|EXECUTIVE SUMMARY |
Act now. Start planning for succession several years in advance. Don’t wait until you’re almost ready to retire.
As soon as a potential successor candidate has been identified, start the grooming process. Look for someone who is decisive, assertive and entrepreneurial.
Consider an acquiring firm and be proactive about possible mergers. Small firms offer value to larger firms. A broker can find prospective buyers while maintaining confidentiality.
Create value in your practice by ensuring recurring revenues, whenever possible. Donald Jay Korn is a freelance business writer. His e-mail address is email@example.com .
T alk to any small CPA practitioner with an eye toward retirement and they will tell you one of their biggest challenges and concerns is finding a successor for their business. As baby boomer CPAs head toward retirement, a wave of buying and selling is likely to hit small firms; that is, at least, those small firms that have properly positioned themselves. This article looks at some of the strategies sole practitioners and partners in small firms are using to realize the full value of the practices they’ve spent decades building, for themselves and their heirs.
Finding a successor may not be easy in the near future, with relatively few 30- and 40-something CPAs ready to step into the shoes of the vast pool of soon-to-be retirees. The first key to success in this increasingly competitive environment is to act now. “Plan several years in advance,” says Joel Sinkin, senior partner, Accounting Transition Advisors, a mergers-and-acquisitions consulting firm.
Waiting until you’re almost ready to retire may be a mistake, warns Gary Bong, who is managing partner of Blanding Boyer & Rockwell, a firm with several locations in California. “Don’t depend on one interview at the last minute. If you speak to several firms over the years, you’re more likely to find the right fit when the time comes.”
Many CPAs will look closer to home before searching for a buyer. “The natural first choice is to hope your own kids will succeed you,” says Earl Sigmund, a CPA who is president of New Business Learning Center in Richboro, Pa. To make the transition work, that individual must be willing and able.
“Just because a relative is a CPA doesn’t mean there is a good fit,” says Bill Reeb of Winters and Reeb in Austin, Texas. If your firm does little or no audit work, a CPA who predominately does audits probably would not have the background to service your clients.
And what about dealing with a qualified relative who does not want to be your successor? “This would rarely make sense,” says Reeb.
“You only want to sell to a motivated buyer,” adds Sinkin.
Another option is to consider a current employee as a successor. Promoting from within may lead to a smooth transition, especially when the firm’s new leader already is familiar with staff and clientele.
“In most cases, you’ve hired the person in advance or it’s a colleague with whom you’ve worked,” says Marty Shenkman, a CPA and attorney in Teaneck, N.J. “Start to groom that person to take over once you feel he or she is a potential successor.”

(Object pointing dataset rows)
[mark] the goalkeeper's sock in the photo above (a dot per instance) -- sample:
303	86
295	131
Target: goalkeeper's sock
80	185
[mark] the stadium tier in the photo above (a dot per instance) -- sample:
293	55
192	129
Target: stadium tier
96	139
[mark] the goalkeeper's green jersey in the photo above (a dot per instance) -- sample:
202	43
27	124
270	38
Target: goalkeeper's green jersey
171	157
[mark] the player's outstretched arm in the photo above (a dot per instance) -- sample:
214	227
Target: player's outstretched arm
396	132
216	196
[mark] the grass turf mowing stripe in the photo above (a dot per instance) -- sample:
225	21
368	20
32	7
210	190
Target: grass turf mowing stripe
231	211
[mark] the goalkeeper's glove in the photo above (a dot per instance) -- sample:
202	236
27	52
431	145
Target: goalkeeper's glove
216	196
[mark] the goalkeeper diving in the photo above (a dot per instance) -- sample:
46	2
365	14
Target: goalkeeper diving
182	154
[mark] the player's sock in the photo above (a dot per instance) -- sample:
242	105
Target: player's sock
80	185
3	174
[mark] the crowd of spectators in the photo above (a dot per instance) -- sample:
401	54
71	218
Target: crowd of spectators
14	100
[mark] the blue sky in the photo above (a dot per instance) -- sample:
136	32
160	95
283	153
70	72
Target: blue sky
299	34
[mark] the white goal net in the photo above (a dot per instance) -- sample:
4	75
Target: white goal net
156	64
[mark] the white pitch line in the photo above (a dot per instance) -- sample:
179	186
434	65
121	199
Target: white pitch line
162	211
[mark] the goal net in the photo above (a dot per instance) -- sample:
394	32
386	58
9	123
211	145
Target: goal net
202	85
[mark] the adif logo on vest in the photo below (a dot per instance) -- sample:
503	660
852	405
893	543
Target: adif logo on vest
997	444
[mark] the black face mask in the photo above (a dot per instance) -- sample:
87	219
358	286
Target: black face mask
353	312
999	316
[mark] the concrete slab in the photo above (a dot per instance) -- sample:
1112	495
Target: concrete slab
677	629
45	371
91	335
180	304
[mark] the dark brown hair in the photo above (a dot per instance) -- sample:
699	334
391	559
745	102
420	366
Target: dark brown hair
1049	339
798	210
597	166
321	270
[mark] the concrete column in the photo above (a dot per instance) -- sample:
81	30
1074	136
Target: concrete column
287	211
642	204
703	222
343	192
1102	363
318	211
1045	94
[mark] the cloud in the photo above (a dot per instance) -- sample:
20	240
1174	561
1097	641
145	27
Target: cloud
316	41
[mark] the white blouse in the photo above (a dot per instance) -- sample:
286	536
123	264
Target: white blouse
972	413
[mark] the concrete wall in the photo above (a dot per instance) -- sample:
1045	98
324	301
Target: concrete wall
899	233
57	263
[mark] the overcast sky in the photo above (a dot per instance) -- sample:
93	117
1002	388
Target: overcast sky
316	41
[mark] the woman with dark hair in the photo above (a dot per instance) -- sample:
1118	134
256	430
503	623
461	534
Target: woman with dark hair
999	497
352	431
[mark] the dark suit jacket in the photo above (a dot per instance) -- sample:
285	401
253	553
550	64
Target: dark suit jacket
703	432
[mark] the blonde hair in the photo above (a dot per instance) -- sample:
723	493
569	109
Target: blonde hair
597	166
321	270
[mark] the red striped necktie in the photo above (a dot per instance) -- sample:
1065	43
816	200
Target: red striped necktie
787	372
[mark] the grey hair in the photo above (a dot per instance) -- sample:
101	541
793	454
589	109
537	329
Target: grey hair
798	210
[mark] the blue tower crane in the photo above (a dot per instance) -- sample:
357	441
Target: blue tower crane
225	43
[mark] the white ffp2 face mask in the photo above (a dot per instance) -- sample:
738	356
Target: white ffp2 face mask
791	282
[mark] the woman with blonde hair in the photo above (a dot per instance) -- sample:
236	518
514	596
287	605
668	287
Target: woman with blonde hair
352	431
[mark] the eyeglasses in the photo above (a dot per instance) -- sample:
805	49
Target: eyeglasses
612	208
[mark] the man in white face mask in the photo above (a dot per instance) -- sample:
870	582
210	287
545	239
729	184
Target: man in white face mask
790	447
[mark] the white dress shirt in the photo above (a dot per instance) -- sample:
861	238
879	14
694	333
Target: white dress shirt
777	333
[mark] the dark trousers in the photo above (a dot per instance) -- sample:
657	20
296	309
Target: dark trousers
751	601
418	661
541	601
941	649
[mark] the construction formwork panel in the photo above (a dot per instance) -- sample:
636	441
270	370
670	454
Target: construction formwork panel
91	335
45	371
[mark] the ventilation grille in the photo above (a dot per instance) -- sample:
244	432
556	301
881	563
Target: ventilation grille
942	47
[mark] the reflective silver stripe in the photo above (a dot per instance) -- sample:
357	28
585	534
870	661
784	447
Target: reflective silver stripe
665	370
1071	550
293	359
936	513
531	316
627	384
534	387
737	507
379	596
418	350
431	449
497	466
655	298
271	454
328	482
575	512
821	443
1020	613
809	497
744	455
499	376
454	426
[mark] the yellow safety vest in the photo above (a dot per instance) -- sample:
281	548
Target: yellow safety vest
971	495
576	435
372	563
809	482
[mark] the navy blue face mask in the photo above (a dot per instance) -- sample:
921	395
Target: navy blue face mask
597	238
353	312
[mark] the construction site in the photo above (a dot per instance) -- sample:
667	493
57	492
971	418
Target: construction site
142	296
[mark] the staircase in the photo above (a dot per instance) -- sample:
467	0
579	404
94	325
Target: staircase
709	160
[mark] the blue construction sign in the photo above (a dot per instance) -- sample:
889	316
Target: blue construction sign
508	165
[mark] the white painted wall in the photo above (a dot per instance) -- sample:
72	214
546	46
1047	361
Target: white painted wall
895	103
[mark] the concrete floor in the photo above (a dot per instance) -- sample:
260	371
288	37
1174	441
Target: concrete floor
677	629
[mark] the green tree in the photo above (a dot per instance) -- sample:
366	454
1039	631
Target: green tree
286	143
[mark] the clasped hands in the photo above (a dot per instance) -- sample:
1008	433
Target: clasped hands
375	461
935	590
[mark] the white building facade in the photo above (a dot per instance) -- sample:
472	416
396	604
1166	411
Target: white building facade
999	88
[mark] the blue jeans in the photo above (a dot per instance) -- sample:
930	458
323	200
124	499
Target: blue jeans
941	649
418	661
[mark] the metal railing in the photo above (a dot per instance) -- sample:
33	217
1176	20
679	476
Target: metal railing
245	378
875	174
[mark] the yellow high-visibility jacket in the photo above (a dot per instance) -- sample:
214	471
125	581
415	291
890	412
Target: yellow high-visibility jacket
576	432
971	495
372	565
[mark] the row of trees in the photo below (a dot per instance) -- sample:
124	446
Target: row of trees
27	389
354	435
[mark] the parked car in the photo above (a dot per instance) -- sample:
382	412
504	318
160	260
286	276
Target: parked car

STATED GOAL ▸
Copy the passage of the article on CPA practice succession between "Waiting until you’re" and "willing and able.", inclusive. The items play no part in what is asked here.

SOLUTION TO THE PROBLEM ▸
Waiting until you’re almost ready to retire may be a mistake, warns Gary Bong, who is managing partner of Blanding Boyer & Rockwell, a firm with several locations in California. “Don’t depend on one interview at the last minute. If you speak to several firms over the years, you’re more likely to find the right fit when the time comes.”
Many CPAs will look closer to home before searching for a buyer. “The natural first choice is to hope your own kids will succeed you,” says Earl Sigmund, a CPA who is president of New Business Learning Center in Richboro, Pa. To make the transition work, that individual must be willing and able.